■ **Objective**
Copy the records below word for word, from the line containing "Question: In the picture above, for every instance of the tiled" through the end of the records.

■ **Extracted information**
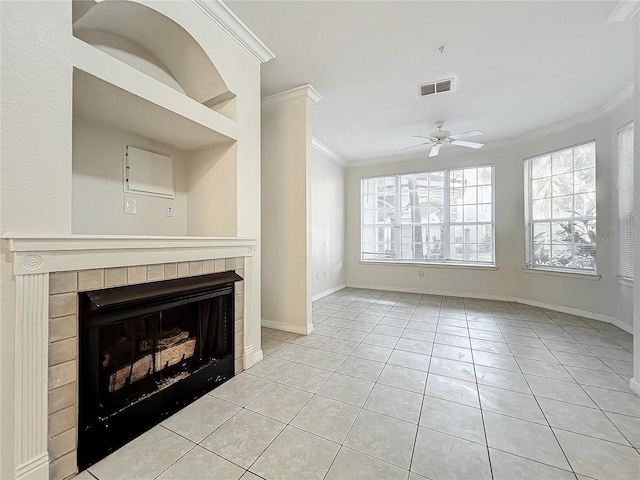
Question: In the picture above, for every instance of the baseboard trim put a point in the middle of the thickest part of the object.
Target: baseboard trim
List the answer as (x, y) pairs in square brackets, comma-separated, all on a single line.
[(257, 356), (288, 327), (634, 385), (505, 298), (328, 292), (36, 468)]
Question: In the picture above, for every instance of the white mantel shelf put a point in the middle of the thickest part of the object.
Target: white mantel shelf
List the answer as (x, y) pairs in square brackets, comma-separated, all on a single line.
[(50, 253)]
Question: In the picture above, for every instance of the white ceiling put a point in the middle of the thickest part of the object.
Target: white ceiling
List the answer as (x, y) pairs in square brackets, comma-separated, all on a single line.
[(518, 66)]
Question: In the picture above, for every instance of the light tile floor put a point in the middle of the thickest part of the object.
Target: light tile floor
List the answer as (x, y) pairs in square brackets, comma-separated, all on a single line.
[(408, 386)]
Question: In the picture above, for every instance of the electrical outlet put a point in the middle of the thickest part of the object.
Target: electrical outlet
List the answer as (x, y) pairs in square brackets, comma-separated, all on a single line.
[(130, 207), (168, 209)]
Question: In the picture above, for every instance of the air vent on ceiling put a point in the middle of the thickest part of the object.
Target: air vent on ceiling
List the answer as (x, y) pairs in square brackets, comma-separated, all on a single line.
[(440, 86)]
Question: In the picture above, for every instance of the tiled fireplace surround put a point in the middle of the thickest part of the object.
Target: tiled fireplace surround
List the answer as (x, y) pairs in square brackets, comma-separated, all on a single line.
[(58, 291)]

■ **Final answer**
Question: In the picture above, for every instance of the tiled fireplace surround put a point in the middle of the thickest part of the object.
Target: tiled fireplace surround
List the answer as (x, y) pairs in square brackets, comma-separated, all on a single line.
[(58, 291)]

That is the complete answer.